------ READING PASSAGE
1 Introduction
Enhancing memory is among the most important tasks for both educators and students. It is important for researchers of memory, then, to examine the types of memory that can be enhanced, the degree to which those types of memory are enhanced, and the strategies that best aid in information retrieval. One strategy which shows some promise is testing, or more accurately, retrieval practice. This strategy has been studied by many researchers in the last 30 years or so (Karpicke, 2017, [014]). Studies have found that retrieval practice significantly enhances memory relative to restudying, and this phenomenon is called “the testing effect” or “retrieval practice effect” (RPE) (Roediger & Butler, 2010 [051]; Rowland, 2014 [052]). Research has found the RPE to be quite robust for both verbal (Karpicke, 2017 [014]), visuospatial (Carpenter & Pashler, 2007 [091]; Brinegar et al., 2016 [066]; Bufe & Aslan, 2018 [102]; Carpenter & Kelly, 2012 [103]), and even action (Kubik et al., 2018 [104]; Hotta et al., 2016 [105]) memory, and can persist over time (Bertilsson et al., 2021; Pashler et al., 2007 [088]; Kornell et al., 2011 [028]; Yiğit et al., 2014 [107]). In this paper, I will focus mainly on verbal and visuospatial memory.
The easiest way to study the testing effect is to teach participants word lists or word pairs. It should be no surprise, then, that most of the studies to date, (save for several notable exceptions), have studied the RPE for lists of words and word pairs, rather than for higher-level or more complex content (for examples, see Bertilsson et al. (2021, [013]) and Su et al. (2020, [020])). Some of the exceptions to the simple “list” studies on the testing effect, including studies by Greving and Richter (2018, [015]) and Jensen et al. (2020, [010]), have shown some testing effects, but with interesting and complicated results. The complications in these results may be, in part, due to differences in course content difficulty and methodology. For instance, Greving and Richter (2018, [015]) taught basic cognitive psychology class content over multiple classroom sessions, with either testing (multiple-choice or short-answer) or restudy occurring right after each session, and found a robust testing effect (only for the short-answer testing subgroup) for content retention; on the other hand, Jensen et al. (2020, [010]) also found a testing effect for biology students with three multiple-choice unit exams and either a closed- or an open-book final, but did not find enhanced content retention. Interestingly, Yiğit et al. (2014 [107]) found a several month long testing effect for classroom psychology learning, regardless of the testing format. Because of the difficulty in standardizing testing effect methodologies for studies of higher-level information, it is difficult to compare results across these studies. As a suggestion for future research, meta-analyses of this topic should carefully consider the methodologies. Therefore, much of the focus has been on methodologies which are easy to standardize and consistently replicate, such as word lists. Additional and careful research in this area is sorely needed.
------------
* **QUESTIONS ON THE MATERIAL**
1. List every type of memory for which the introduction on retrieval practice says research has found the retrieval practice effect to be robust.
2. Write the next paragraph of the introduction on retrieval practice, picking up after its final sentence.
None of the items that follow is needed for the two tasks on the retrieval practice introduction.
------ DATA EXTRACTS
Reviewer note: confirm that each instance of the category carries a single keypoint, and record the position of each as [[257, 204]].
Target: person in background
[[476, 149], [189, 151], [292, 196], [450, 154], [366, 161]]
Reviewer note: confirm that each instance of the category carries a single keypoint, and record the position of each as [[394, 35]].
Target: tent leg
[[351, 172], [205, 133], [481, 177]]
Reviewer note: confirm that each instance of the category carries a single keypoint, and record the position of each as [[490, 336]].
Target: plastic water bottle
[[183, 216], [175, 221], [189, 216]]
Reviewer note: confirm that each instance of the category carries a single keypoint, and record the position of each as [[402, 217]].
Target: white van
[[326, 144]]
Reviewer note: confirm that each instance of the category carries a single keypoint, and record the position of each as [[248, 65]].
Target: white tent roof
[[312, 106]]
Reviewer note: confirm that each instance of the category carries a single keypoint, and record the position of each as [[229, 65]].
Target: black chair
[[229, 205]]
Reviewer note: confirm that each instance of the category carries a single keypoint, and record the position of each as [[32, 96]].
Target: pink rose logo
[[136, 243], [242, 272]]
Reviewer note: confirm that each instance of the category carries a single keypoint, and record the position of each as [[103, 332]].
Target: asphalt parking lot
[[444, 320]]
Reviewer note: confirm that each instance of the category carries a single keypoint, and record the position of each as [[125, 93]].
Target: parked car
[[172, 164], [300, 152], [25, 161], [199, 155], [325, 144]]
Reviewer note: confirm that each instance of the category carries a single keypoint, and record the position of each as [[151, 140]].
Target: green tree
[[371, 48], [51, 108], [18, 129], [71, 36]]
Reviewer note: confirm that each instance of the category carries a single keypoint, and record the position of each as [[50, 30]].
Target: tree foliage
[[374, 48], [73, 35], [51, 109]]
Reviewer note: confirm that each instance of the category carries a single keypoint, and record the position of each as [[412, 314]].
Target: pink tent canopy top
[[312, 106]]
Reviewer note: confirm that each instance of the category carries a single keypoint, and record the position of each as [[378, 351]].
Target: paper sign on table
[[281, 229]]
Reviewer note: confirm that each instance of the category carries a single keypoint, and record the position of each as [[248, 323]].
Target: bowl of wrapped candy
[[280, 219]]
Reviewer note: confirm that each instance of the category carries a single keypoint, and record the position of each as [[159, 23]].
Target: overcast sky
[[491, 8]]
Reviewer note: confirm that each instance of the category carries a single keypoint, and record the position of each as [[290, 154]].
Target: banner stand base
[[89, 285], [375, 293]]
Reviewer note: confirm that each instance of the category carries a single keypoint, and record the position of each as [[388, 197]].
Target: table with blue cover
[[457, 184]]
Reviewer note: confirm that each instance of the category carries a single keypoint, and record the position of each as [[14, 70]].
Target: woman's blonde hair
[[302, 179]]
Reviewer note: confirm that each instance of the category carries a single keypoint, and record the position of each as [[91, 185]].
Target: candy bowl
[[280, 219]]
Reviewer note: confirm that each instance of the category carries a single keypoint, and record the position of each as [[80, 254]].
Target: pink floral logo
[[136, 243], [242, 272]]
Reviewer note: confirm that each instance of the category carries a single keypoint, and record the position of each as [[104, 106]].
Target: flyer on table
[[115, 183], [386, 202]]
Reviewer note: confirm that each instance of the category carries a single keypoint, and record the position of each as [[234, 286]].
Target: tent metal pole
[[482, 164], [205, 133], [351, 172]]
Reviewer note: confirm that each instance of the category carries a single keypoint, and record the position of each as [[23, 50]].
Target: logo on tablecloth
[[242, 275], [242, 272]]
------------
* **EXERCISE RESULTS**
1. Verbal, visuospatial, and action memory.

2.
There have been numerous explanations for the testing effect, though evidence supporting each of them has been inconsistent and mixed, such that only limited conclusions may be drawn from each explanation, and multiple explanations seem plausible. In the next section, I will outline and discuss the theories and hypotheses that may be relevant to the SEC theory and briefly examine evidence for and against each of them. Note that I will not discuss all the theories on the testing effect, only those with relevance to the SEC theory. Then, I will discuss the different factors that do and do not affect the RPE and also conditions that are necessary for its occurrence. Then I will develop my hypotheses about the testing effect for medium-level cognitive processing (e.g., short stories) and discuss the aspects I plan to investigate.